EXERCISE INSTRUCTIONS:
a: From the tribunal decision, copy the span that begins at the words "For the Respondent: Mr" and ends after the words "until December 2013.".
b: Name every date or year that appears in the tribunal decision.
c: According to the tribunal decision, how old was the appellant when he arrived and claimed asylum?

THE IMMIGRATION ACTS

 

 

Heard at Field House

Decision and Reasons Promulgated

On 18th December 2014

On 12th January 2015

 

 

 

 

Before

 

DEPUTY UPPER TRIBUNAL JUDGE GIBB

 

 

Between

 

M K

(ANONYMITY ORDER MADE)

Appellant

and

 

THE SECRETARY OF STATE FOR THE HOME DEPARTMENT

 

Respondent

 

 

Representation:

 

For the Appellant: Ms A Benfield, Counsel, instructed by AP Solicitors

For the Respondent: Mr T Melvin, Senior Home Office Presenting Officer

 

 

DECISION AND REASONS

 

 

1. The appellant, who is a citizen of Sri Lanka, was refused asylum, and his appeal against this decision was dismissed by First-tier Tribunal Judge Jacobs-Jones, in a determination promulgated on 14 July 2014. The appellant had arrived and claimed asylum in 2008, at the age of 15, but there had then been a considerable delay in processing his claim. He was not interviewed until September 2011, and his claim was not refused until December 2013.

SUPPLIED MATERIAL:
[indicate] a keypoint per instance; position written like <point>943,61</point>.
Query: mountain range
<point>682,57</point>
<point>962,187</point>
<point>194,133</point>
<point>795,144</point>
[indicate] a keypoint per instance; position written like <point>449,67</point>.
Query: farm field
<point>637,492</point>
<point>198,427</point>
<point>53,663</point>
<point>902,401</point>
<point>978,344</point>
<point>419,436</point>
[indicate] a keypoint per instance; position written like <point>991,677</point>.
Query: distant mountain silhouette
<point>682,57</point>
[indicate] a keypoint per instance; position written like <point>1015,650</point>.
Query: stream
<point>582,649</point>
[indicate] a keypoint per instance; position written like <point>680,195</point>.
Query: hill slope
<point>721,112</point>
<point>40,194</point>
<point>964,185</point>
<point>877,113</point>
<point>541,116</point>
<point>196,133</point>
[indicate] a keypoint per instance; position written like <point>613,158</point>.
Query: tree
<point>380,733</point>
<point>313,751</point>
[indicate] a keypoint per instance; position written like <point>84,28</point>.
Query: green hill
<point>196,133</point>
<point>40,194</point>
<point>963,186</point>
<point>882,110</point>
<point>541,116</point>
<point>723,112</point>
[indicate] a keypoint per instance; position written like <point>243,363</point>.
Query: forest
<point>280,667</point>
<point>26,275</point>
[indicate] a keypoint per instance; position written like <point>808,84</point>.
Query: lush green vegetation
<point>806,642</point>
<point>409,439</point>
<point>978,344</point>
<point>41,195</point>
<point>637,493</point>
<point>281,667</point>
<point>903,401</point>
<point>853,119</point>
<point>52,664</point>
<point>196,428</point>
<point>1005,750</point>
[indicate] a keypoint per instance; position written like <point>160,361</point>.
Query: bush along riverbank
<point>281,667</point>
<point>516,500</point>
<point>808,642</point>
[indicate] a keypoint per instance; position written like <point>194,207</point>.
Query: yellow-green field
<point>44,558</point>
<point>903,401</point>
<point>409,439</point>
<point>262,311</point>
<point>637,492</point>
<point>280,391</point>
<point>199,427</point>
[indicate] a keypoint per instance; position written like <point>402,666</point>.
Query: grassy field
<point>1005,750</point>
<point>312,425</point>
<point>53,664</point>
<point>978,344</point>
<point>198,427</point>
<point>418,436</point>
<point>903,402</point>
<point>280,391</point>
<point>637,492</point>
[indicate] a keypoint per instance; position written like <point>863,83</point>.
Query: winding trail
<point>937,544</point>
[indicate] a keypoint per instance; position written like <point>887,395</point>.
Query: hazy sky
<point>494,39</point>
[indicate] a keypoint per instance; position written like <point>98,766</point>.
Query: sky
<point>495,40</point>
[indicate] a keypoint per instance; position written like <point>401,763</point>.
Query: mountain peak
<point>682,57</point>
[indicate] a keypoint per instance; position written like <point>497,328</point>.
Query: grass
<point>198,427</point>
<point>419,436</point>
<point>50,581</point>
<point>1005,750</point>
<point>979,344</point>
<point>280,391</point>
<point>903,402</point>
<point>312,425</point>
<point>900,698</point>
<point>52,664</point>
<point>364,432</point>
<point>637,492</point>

WRITTEN RESPONSES:
a:
For the Respondent: Mr T Melvin, Senior Home Office Presenting Officer

 

 

DECISION AND REASONS

 

 

1. The appellant, who is a citizen of Sri Lanka, was refused asylum, and his appeal against this decision was dismissed by First-tier Tribunal Judge Jacobs-Jones, in a determination promulgated on 14 July 2014. The appellant had arrived and claimed asylum in 2008, at the age of 15, but there had then been a considerable delay in processing his claim. He was not interviewed until September 2011, and his claim was not refused until December 2013.

b:
- 18th December 2014
- 12th January 2015
- 14 July 2014
- 2008
- September 2011
- December 2013

c: He was 15.